▸ Aim of the task:
In full and exactly, please return the records, but keep out the pictures.

(Point-per-instance localization data)
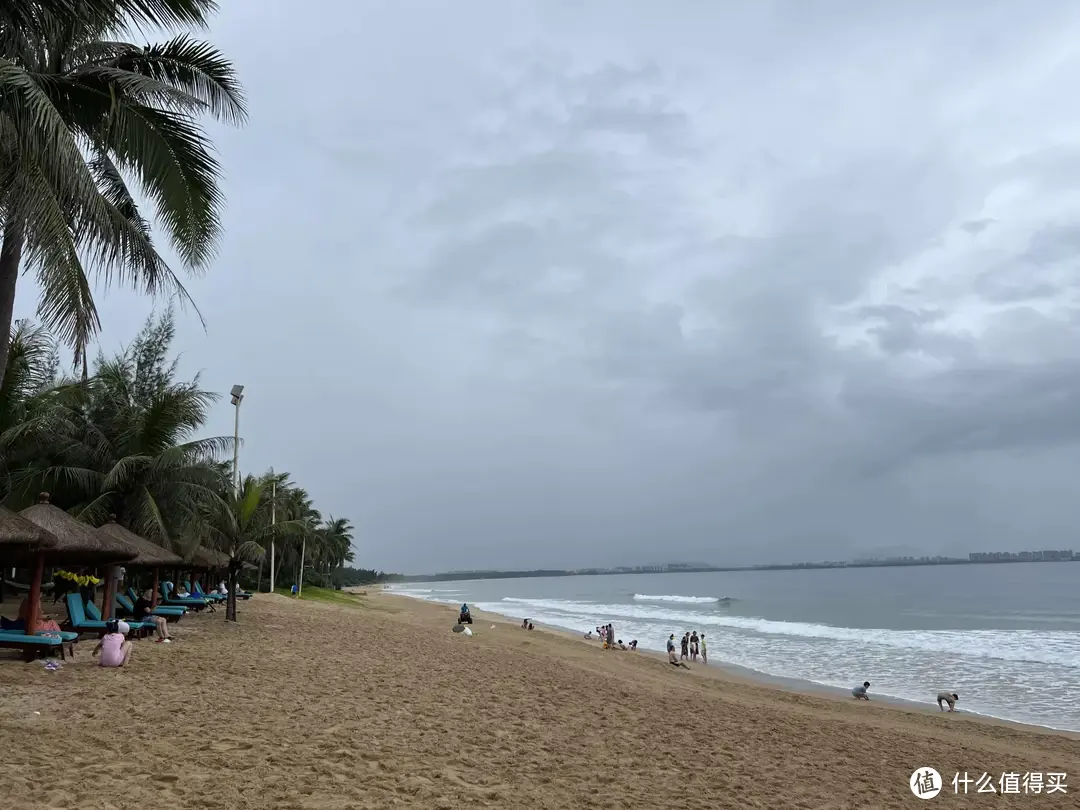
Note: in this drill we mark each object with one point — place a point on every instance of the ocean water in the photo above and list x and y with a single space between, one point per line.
1006 637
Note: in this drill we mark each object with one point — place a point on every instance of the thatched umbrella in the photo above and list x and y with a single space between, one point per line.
21 534
207 559
76 542
148 554
22 537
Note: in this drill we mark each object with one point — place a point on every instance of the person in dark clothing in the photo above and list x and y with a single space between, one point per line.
144 612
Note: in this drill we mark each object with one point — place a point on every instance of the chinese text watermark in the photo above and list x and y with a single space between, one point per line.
926 783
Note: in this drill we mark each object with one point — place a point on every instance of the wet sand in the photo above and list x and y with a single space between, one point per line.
378 704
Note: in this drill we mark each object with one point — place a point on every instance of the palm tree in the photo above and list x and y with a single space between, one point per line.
124 444
241 529
80 117
335 545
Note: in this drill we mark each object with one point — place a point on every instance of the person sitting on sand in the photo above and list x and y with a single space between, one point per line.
949 698
144 612
113 647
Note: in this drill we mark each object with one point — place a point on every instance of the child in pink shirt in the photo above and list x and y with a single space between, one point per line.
113 647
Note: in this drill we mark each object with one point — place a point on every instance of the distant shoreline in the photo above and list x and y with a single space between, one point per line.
730 673
542 572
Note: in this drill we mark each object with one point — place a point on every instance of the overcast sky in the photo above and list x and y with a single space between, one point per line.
557 284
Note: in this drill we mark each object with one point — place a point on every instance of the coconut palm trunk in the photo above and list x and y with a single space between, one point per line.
11 255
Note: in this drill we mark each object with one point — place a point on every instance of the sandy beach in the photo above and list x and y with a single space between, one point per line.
378 704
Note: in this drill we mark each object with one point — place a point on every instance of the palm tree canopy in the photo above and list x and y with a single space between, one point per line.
84 116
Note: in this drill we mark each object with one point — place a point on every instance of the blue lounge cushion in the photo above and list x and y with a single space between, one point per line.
22 638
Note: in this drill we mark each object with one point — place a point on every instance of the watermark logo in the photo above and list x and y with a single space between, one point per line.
926 783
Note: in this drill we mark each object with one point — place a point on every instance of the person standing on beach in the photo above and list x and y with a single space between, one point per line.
949 698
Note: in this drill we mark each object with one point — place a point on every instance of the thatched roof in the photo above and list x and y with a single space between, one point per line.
22 534
205 558
75 541
148 553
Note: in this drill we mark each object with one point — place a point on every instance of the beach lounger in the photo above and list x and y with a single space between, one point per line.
190 603
203 595
200 594
139 629
36 645
17 628
171 612
78 619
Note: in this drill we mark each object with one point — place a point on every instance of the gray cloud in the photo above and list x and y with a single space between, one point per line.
552 285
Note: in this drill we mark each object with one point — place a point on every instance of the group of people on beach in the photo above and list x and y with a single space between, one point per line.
944 699
690 646
606 634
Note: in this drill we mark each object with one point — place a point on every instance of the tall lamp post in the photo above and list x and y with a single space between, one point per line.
238 396
273 523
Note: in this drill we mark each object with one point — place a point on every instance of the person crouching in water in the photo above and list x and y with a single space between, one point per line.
115 649
949 698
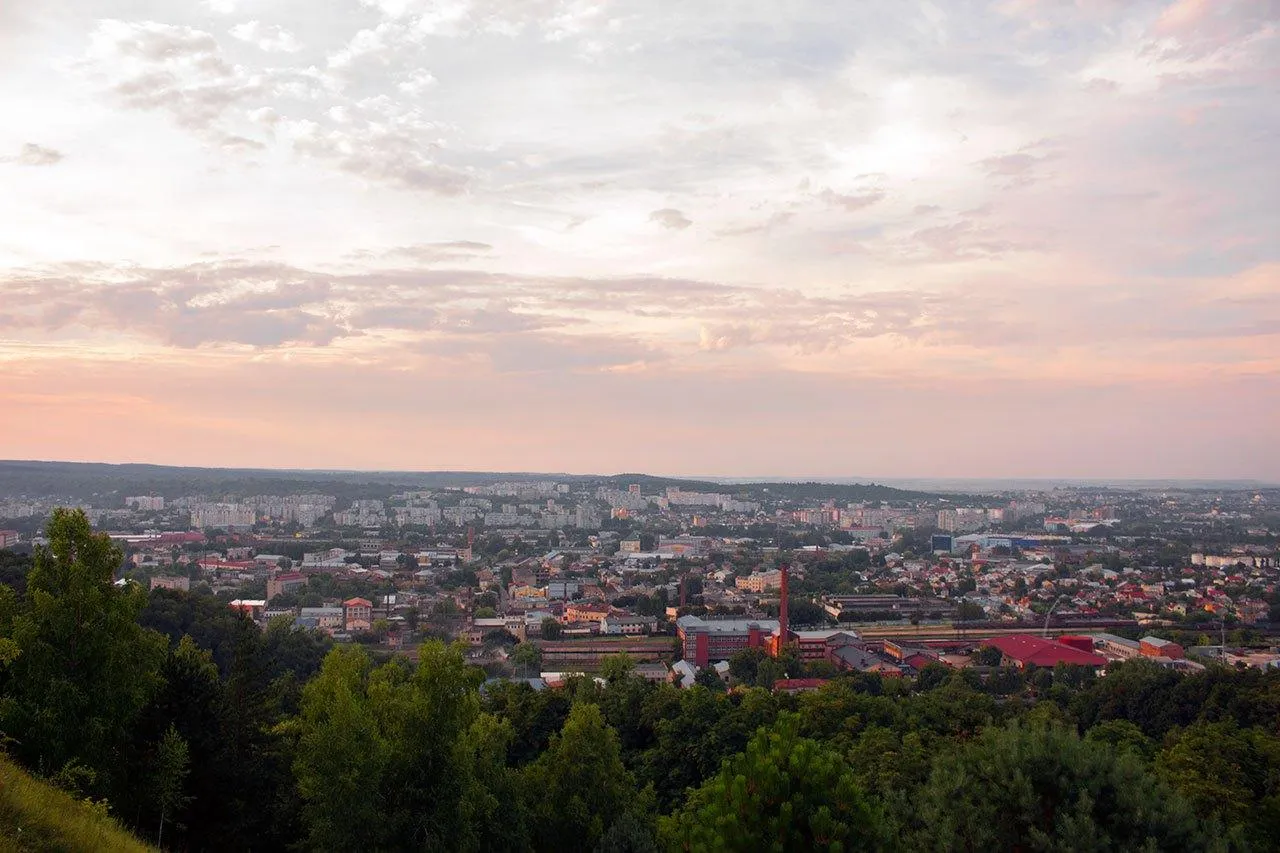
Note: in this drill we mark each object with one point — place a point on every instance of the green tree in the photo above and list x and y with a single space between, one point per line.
380 760
579 787
745 664
85 669
1230 774
784 793
172 766
1043 788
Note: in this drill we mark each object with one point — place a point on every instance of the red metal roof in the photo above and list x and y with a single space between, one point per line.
1028 648
799 684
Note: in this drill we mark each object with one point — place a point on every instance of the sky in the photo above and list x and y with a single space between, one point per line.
812 238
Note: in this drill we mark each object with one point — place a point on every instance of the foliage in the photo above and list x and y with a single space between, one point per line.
85 669
1045 788
784 793
579 787
380 761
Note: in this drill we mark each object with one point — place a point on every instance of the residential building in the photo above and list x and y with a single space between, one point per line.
181 582
284 583
1028 649
357 614
627 625
717 639
1156 647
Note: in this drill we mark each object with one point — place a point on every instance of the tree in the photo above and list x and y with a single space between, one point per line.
1045 788
988 656
744 665
83 669
579 787
784 793
380 758
1228 772
172 765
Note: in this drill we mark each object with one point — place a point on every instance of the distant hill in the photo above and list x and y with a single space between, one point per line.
90 480
36 816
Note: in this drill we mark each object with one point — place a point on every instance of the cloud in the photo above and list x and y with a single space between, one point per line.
671 218
32 154
272 39
382 154
854 201
775 220
177 69
416 82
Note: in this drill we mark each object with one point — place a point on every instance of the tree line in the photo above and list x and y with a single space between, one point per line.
202 731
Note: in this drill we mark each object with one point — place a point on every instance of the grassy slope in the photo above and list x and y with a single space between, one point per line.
36 816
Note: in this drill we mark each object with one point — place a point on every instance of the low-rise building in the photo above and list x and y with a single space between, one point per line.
616 624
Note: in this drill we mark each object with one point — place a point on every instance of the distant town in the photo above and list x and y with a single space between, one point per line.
682 578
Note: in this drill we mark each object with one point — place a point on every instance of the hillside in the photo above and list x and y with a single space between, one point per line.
36 816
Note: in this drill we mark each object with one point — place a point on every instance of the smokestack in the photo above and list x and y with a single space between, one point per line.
782 607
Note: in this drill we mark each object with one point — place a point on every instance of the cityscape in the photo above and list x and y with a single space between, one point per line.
639 427
682 575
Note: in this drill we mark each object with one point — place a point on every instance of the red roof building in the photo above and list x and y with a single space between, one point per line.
1028 649
798 685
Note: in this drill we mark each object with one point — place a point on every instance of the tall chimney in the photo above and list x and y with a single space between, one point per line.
782 609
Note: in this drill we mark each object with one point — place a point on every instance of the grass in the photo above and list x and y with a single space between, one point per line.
36 816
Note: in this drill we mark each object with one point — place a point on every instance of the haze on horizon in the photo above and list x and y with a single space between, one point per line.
1020 238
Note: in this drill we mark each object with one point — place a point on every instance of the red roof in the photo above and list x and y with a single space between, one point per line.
799 684
1028 648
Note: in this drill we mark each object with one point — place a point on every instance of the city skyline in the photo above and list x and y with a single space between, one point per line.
1009 240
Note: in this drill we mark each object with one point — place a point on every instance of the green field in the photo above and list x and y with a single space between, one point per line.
36 816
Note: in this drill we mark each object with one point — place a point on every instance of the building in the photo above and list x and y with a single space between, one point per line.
759 582
627 625
717 639
1156 647
1028 649
357 614
1116 647
251 607
325 619
284 584
160 582
585 612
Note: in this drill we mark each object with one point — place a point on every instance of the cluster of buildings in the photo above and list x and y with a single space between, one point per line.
635 564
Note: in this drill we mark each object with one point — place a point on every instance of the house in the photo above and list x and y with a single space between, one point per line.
684 674
1028 649
284 584
627 625
357 614
585 612
862 660
251 607
798 685
325 619
1156 647
161 582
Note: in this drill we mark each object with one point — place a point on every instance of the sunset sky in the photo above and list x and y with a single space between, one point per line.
880 238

▸ Exercise solution:
Note: in this drill we mark each object with one point — place a point on every instance of the ocean water in the photo above and list x and y with a single space between, one point per line.
1006 637
Note: in this drill we mark each object with one point — place a point on every instance of the thatched umbrella in the photo above and list x and y with a single space between, one point per line.
21 534
207 559
76 542
148 554
22 537
Note: in this drill we mark each object with one point — place a point on every instance of the person in dark clothing in the photo above and list x and y with a single space between, one point per line.
144 612
Note: in this drill we mark each object with one point — place a point on every instance of the chinese text watermark in the photo above and list x and y with a single space between, one point per line.
926 783
Note: in this drill we mark each object with one point — place a point on every instance of the wet sand in the photo above and list x and y with a single space between, one point per line.
378 704
Note: in this drill we mark each object with one point — place a point on every instance of the palm tree in the photo above and list x and y with a single space between, one point per line.
124 444
241 529
80 117
335 545
Note: in this drill we mark each object with one point — place a point on every instance of the person sitting on sand in the photo above and list x and y with a single space between, one point per line.
949 698
144 612
113 647
Note: in this drill we mark each object with one point — place a point on every instance of the child in pink shirt in the photo above and list x and y with a single space between, one point per line.
113 647
Note: in this drill we mark each object with one point — place a point on every instance of the distant shoreline in the photo above and list x and y with a single space between, one point per line.
730 673
542 572
Note: in this drill we mark each object with one point — place a point on every instance of the overcast sky in the photo above and list x and y with a single space between, one point per line.
557 284
Note: in this drill we mark each object with one point — place a point on every instance of the coconut palm trunk in the photo above and list x and y with a single space between, one point per line.
11 255
Note: in this drill we mark each object with one point — place a point on every instance of the sandy beach in the photo above and list x and y with a single space between, one point per line.
378 704
Note: in this drill we mark each object with one point — place a point on every instance of the palm tree canopy in the photo above and list x and y with a single space between, one point per line.
84 116
Note: in this drill we mark each object with one point — place a point on every instance of the blue lounge cushion in the photo above and list x and y with a single space between, one point per line.
22 638
Note: in this drill we mark each object with one point — place a point on every instance of the watermark logo in the photo above and list x and y with a single space between, one point per line.
926 783
Note: in this drill we mark each object with one point — place a point on every instance of the person standing on beach in the photo above and list x and y with a single space between, one point per line.
949 698
Note: in this drill we mark each object with one point — place a point on every instance of the thatched roof in the photo above and list x and y with a single space between, one point per line.
22 534
205 558
75 541
148 553
Note: in this drill we mark each object with one point — place a point on every instance of the beach lounger in the photo above and list x and y with a single space between, one point per line.
190 603
203 595
200 594
139 629
36 645
17 628
171 612
78 619
Note: in this drill we mark each object with one point — place a point on every instance of the gray cloud in the photo above and list x and y with a single space between, one point per line.
552 285
Note: in this drill we mark each object with one point — place a point on every instance of the group of people on beach in the photo above and list x and y with a single space between, one point per line.
944 699
690 646
606 634
Note: in this drill we mark each object with one point — place a point on every instance of the tall lamp post in the photo above and list x and y with a single space between, one point per line.
238 396
273 523
Note: in this drill we mark each object with one point — place a point on every instance of the person crouching in water in the photo above and list x and y with a single space between, one point per line.
115 649
949 698
Note: in this drill we mark each object with one point — place a point on every instance of the green tree in the photo above and list x and y with a single space between, one point per line.
380 760
579 787
745 664
85 669
1230 774
784 793
172 766
1043 788
Note: in this drill we mark each object with one point — place a point on every instance of the red metal roof in the photo above and list x and y with a single space between, one point per line.
1028 648
799 684
Note: in this drill we mark each object with one point — place a point on every instance of the sky in the photo above and list x and y with a single space between, one point per line.
812 238
Note: in this drill we mark each object with one point — place a point on every instance of the foliage in the photo above and list x and y with a single space between, one point per line.
85 669
1045 788
784 793
579 787
380 761
Note: in this drill we mark each object with one point — place a point on every instance of the residential building in the photo above and list x and y with a single space between, one point per line.
181 582
284 583
1028 649
357 614
627 625
717 639
1156 647
Note: in this drill we mark each object with one point — place a point on every instance of the tree in the photo above and list x and y with a single space between, one point per line.
1045 788
988 656
744 665
83 669
579 787
784 793
380 758
1228 772
172 765
Note: in this drill we mark each object with one point — place a point on every instance of the distant hill in the photo above and list x and y with a single space between, one point per line.
90 480
36 816
Note: in this drill we mark each object with one point — place a point on every instance of the cloud in the photo above and list x and y with a single space between, one point per line.
671 218
32 154
272 39
382 154
854 201
775 220
177 69
416 82
Note: in this drill we mark each object with one point — place a point on every instance of the tree line in the photo above and list x and y with a single space between, one point per line.
202 731
Note: in this drill we mark each object with one point — place a point on every instance of the grassy slope in the photo above and list x and y with a single space between, one point per line.
36 816
Note: in this drill we mark each object with one point — place a point on every instance of the low-rise building in the photo above and list x and y with a single space between, one point per line.
616 624
Note: in this drill we mark each object with one point — place a point on every instance of the distant town in the photo above and list x and y with a single space between, one point per line.
682 578
Note: in this drill we mark each object with one point — place a point on every instance of the hillside in the photo above and list x and y with a single space between, one point per line.
36 816
Note: in this drill we mark each object with one point — place a point on every instance of the smokestack in the photo above and list x and y with a single space between, one point per line.
782 607
Note: in this drill we mark each object with one point — place a point on every instance of the cityscape in the photo above and list x and y with a single space between, one point per line.
639 427
682 575
Note: in this drill we mark each object with one point — place a point on every instance of the red roof building in the photo above and list x and y with a single space between, one point per line.
1028 649
798 685
Note: in this drill we mark each object with one point — place a point on every instance of the tall chimney in the photo above and list x and y with a single space between, one point per line.
782 609
Note: in this drill we mark each object with one point — place a point on every instance of the grass in the photo above and list x and y with a single space between, one point per line.
36 816
Note: in this drill we mark each object with one point — place a point on every instance of the haze on horizon in the photo above and list x and y with a single space between, one point per line.
1020 238
Note: in this drill we mark each object with one point — place a point on every instance of the red roof in the photo above and list x and y with a single space between, one point per line.
799 684
1028 648
Note: in this drill we mark each object with one point — place a point on every instance of the city skyline in the photo above and list x and y with a single space between, one point per line.
1009 240
Note: in this drill we mark each object with one point — place a point on every instance of the green field in the photo above and list x and y with a single space between, one point per line.
36 816
Note: in this drill we mark each object with one point — place a point on every instance of the building in the photo above and list x and y with a single space between, one point per line.
759 582
627 625
717 639
1156 647
1028 649
357 614
1116 647
251 607
325 619
284 584
160 582
585 612
Note: in this drill we mark each object with one point — place a point on every instance of the cluster of buildings in the photo above and list x and y with a single space between, one point per line.
635 564
Note: in this drill we mark each object with one point — place a point on every instance of the house in the photo above and list x and y with a single space between, one point per line.
684 674
1028 649
284 584
627 625
357 614
585 612
862 660
251 607
798 685
325 619
1156 647
161 582
Note: in this drill we mark each object with one point — place a point on every instance of the sunset sky in the photo above and list x and y with a single space between, one point per line.
880 238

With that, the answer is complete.